*THE REQUEST*. Exactly repeat all the records below, omitting the images they hold.

Position identification records:
──────

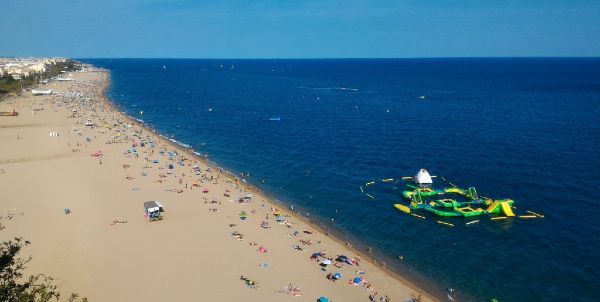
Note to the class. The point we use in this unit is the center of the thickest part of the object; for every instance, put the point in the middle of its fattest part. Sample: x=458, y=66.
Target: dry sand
x=188, y=256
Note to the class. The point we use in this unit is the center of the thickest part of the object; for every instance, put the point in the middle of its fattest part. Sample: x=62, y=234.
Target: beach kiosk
x=153, y=210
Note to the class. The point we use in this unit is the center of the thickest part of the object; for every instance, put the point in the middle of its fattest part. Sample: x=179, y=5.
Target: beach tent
x=423, y=177
x=152, y=210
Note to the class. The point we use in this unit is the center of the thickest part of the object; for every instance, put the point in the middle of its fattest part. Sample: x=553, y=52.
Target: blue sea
x=520, y=128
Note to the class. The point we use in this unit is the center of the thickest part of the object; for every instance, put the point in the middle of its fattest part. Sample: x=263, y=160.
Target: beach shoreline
x=380, y=273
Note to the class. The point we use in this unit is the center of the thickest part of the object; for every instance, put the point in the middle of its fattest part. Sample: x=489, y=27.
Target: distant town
x=17, y=74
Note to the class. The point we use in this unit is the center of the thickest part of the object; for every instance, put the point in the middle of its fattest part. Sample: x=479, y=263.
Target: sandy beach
x=106, y=249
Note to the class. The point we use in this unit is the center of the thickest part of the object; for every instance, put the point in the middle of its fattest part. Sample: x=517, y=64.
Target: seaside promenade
x=85, y=219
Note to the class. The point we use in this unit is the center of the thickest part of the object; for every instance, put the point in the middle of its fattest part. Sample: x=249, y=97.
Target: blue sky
x=299, y=29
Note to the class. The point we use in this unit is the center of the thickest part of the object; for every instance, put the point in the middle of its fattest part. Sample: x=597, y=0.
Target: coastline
x=380, y=273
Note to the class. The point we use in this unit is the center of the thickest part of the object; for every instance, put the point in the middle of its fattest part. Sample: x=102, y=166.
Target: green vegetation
x=9, y=85
x=15, y=287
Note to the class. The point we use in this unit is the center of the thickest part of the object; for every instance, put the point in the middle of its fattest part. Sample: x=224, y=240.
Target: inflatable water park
x=420, y=198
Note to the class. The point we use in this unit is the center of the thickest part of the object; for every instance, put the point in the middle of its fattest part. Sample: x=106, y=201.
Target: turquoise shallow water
x=527, y=129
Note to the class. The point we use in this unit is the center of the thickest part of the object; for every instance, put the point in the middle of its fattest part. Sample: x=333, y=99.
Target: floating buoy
x=534, y=213
x=445, y=223
x=418, y=216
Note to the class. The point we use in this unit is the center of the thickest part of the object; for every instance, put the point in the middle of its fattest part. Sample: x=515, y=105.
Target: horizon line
x=341, y=58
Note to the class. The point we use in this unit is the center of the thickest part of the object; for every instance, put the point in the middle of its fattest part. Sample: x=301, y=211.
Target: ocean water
x=526, y=129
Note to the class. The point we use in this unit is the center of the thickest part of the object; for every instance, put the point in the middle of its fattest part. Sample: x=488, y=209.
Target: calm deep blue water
x=527, y=129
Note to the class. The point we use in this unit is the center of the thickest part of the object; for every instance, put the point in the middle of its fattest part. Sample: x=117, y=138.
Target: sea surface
x=520, y=128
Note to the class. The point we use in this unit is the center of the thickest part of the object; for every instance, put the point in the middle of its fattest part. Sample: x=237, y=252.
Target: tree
x=14, y=287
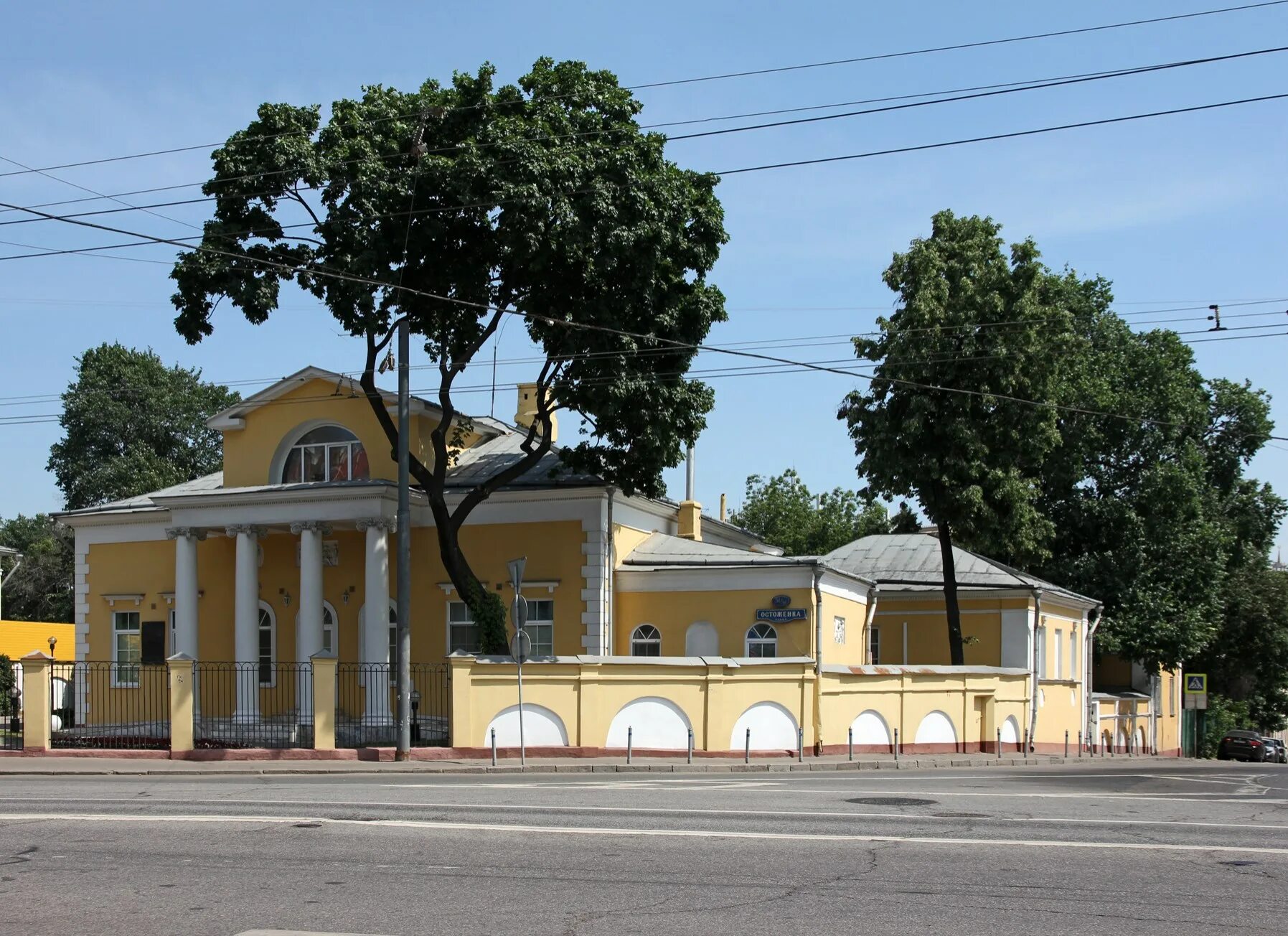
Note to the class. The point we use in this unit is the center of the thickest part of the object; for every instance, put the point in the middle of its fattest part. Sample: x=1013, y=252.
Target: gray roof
x=913, y=561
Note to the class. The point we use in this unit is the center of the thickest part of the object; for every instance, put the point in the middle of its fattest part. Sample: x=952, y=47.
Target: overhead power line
x=723, y=76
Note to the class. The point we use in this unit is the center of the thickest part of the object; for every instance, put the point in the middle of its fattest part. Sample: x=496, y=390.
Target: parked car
x=1242, y=746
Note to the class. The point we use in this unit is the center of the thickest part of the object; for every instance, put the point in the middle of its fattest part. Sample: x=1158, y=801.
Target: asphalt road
x=1142, y=847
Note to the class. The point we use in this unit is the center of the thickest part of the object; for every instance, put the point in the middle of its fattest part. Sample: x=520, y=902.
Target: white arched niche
x=773, y=727
x=870, y=727
x=936, y=729
x=541, y=729
x=653, y=722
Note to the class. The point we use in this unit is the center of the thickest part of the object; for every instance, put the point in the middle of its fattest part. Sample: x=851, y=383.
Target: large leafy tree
x=455, y=205
x=131, y=424
x=782, y=511
x=42, y=586
x=978, y=329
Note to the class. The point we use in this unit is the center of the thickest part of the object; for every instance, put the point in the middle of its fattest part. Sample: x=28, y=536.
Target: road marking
x=641, y=833
x=641, y=810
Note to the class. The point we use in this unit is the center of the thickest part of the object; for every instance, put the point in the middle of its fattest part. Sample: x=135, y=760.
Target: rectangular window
x=126, y=647
x=463, y=633
x=541, y=626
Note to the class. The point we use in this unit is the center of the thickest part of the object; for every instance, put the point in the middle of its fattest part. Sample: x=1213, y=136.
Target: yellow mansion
x=651, y=624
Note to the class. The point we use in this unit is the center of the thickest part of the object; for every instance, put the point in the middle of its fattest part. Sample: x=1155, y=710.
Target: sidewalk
x=56, y=765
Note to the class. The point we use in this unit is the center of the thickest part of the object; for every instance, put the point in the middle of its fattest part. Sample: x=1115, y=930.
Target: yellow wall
x=732, y=614
x=249, y=451
x=22, y=637
x=713, y=698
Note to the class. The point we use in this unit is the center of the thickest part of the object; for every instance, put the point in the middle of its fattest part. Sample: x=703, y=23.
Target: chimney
x=691, y=511
x=527, y=409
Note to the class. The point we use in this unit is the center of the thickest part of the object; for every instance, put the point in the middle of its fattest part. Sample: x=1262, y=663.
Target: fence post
x=324, y=699
x=181, y=668
x=37, y=733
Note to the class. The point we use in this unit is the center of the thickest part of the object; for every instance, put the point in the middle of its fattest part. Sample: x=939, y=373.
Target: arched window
x=267, y=645
x=329, y=453
x=761, y=640
x=646, y=641
x=329, y=619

──────

*RESPONSE TO THIS EXERCISE*.
Note to the class. The point we use in this unit is the center of the thickest part of the object; for every instance, put the point in the middle of its fattest part. Sample: x=458, y=66.
Target: dry sand
x=188, y=256
Note to the class. The point we use in this unit is the center of the thickest part of the object; for every instance, put the point in the middle of its fattest part. Sample: x=62, y=234.
Target: beach kiosk
x=153, y=210
Note to the class. The point we use in this unit is the center of the thickest part of the object; for every instance, put the point in the middle of its fattest part. Sample: x=179, y=5.
Target: beach tent
x=423, y=177
x=152, y=210
Note to the class. The point we use in this unit is the center of the thickest part of the object; for every instance, put the point in the middle of its fattest part. Sample: x=553, y=52.
Target: blue sea
x=520, y=128
Note to the class. The point we use in this unit is the center of the thickest part of the object; for every instance, put the point in the middle of its fattest part. Sample: x=263, y=160.
Target: beach shoreline
x=380, y=273
Note to the class. The point we use in this unit is the center of the thickest part of the object; for every instance, put the point in the middle of its fattest part. Sample: x=489, y=27.
Target: distant town
x=17, y=74
Note to the class. The point we use in this unit is the center of the thickest part of the object; for every instance, put the point in the middle of its fattest part. Sample: x=479, y=263.
Target: sandy beach
x=106, y=249
Note to the class. The point we use in this unit is the center of the thickest part of the object; for every instance, put the point in the middle of its fattest part. Sample: x=517, y=64.
Target: seaside promenade
x=85, y=219
Note to the class. The point we use in this unit is the center of the thickest part of the object; for every instance, put the point in the middle of its fattest part. Sample: x=249, y=97.
Target: blue sky
x=299, y=29
Note to the class. The point we use in this unit is the center of the thickest part of the object; for every instance, put the point in the middle of its fattest part. Sample: x=597, y=0.
Target: coastline
x=380, y=273
Note to the class. The point we use in this unit is the center of the thickest part of the object; for every instance, put the point in the middle of its fattest part. Sample: x=102, y=166.
Target: green vegetation
x=9, y=85
x=15, y=287
Note to the class. The point we use in this unit is the center of the thickest part of the object; for every instance, put the point in the middle of its fattest part. Sample: x=224, y=240.
Target: inflatable water park
x=420, y=198
Note to the class. The point we use in this unit is the center of the thickest part of the object; for every instance, put the point in the middle of its fattest part. Sample: x=106, y=201.
Target: turquoise shallow water
x=527, y=129
Note to the class. The point we use in this unit is the center of the thickest part of the object; for every instance, put the point in the middle of its fattest part. Sample: x=333, y=99.
Target: floating buoy
x=534, y=213
x=445, y=223
x=418, y=216
Note to the class. The point we use in this unit is the center of the thickest part of the object; for every instance, put the point in the middle of its fattest part. Sample: x=515, y=105.
Target: horizon line
x=341, y=58
Note to the class. The point we use in this unit is the center of the thickest part of the object; for every instance, put the point in the middle of its fattest part. Sample: x=301, y=211.
Target: ocean water
x=526, y=129
Note to the class. The point we use in this unit is the center of the thickest part of the object; for every instance, put the point in the middle of its fattest part. Sample: x=488, y=209.
Target: calm deep blue water
x=527, y=129
Note to the class. The point we use in this unit is the center of the thickest part of the object; for every instance, put the point in the middle of its fattest part. Sample: x=117, y=138.
Target: sea surface
x=520, y=128
Note to the class. The point we use in this unit is the center of the thickest part of the object; for every instance, put the point in the middle of its fattest part. Sample: x=237, y=252.
Target: tree
x=14, y=287
Note to the class. The point we use in this unit is the center of the thickest part of the object; for every instance, put the point in the middle of its fattest part. Sample: x=1013, y=252.
Target: gray roof
x=913, y=561
Note to the class. The point we use in this unit is the center of the thickest part of the object; for every instance, put the point in the middle of its fattest part. Sample: x=952, y=47.
Target: overhead power line
x=723, y=76
Note to the class. The point we use in this unit is the center of the thickest part of the object; for every instance, put the point in the middle of its fattest part. Sample: x=496, y=390.
Target: parked car
x=1242, y=746
Note to the class. The point we use in this unit is the center of the thickest part of the object; for every instance, put the point in the middle of its fattest part. Sample: x=1158, y=801.
Target: asphalt road
x=1142, y=847
Note to the class. The point we use in this unit is the center of the thickest part of the object; for every instance, put the point in the middle of its fattest part. Sample: x=520, y=902.
Target: white arched niche
x=773, y=727
x=870, y=727
x=936, y=729
x=541, y=729
x=653, y=722
Note to the class. The point we use in this unit is the center of the thickest part of the object; for every instance, put the point in the middle of its fattest part. Sample: x=851, y=383.
Target: large leafy tree
x=455, y=205
x=131, y=424
x=782, y=511
x=42, y=586
x=978, y=329
Note to the class. The point we use in this unit is the center of the thickest part of the object; for every instance, put the point in the middle of its fattest part. Sample: x=28, y=536.
Target: road marking
x=641, y=833
x=641, y=810
Note to the class. The point we use in this unit is the center of the thickest part of the object; for every instance, put the point in the middle of its fattest part. Sample: x=135, y=760.
Target: rectangular window
x=126, y=647
x=463, y=633
x=541, y=626
Note to the class. The point we use in this unit is the center of the thickest part of the object; for every instance, put the point in the middle of its fattest part. Sample: x=1213, y=136.
Target: yellow mansion
x=651, y=624
Note to the class. The point we use in this unit is the center of the thickest part of the object; for every instance, put the point in the middle of its fattest part. Sample: x=1155, y=710.
Target: sidewalk
x=56, y=765
Note to the class. The point we use in this unit is the center of the thickest part of the object; for every instance, put the point in the middle of its fattest part. Sample: x=1115, y=930.
Target: yellow wall
x=732, y=614
x=249, y=451
x=22, y=637
x=713, y=698
Note to the class. The point we use in this unit is the center of the thickest part of the object; for every instance, put the point in the middle of its fattest part. Sample: x=703, y=23.
Target: chimney
x=691, y=511
x=527, y=409
Note to the class. The point we use in this unit is the center of the thickest part of the object; for every instance, put the point in the middle of its fattest part. Sample: x=1262, y=663.
Target: fence post
x=324, y=699
x=181, y=668
x=37, y=733
Note to the class. The point we use in this unit is the center of the thickest part of the object; for every instance, put the point in the middle of its fattest part. Sample: x=939, y=373.
Target: arched window
x=267, y=645
x=329, y=453
x=761, y=640
x=646, y=641
x=329, y=619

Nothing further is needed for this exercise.